===== Given records

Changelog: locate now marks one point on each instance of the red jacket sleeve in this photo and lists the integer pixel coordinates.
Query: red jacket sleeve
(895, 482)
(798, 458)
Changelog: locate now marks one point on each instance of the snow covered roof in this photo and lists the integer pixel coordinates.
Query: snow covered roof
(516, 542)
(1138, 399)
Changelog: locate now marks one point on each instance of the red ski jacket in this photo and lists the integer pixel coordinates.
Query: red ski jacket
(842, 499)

==========

▶ [Task details]
Copy out every line from the records that has the word "coordinates".

▶ [Your solution]
Changelog: locate now marks one point on each instance of the red jacket sleeve in this photo and lists the integer pixel coordinates.
Changelog: locate now marks one point on each instance of the snow covered roof in this photo and lists the integer pixel coordinates.
Changelog: locate now marks one point on each instance of the red ski jacket in this photo and lists the integer pixel coordinates.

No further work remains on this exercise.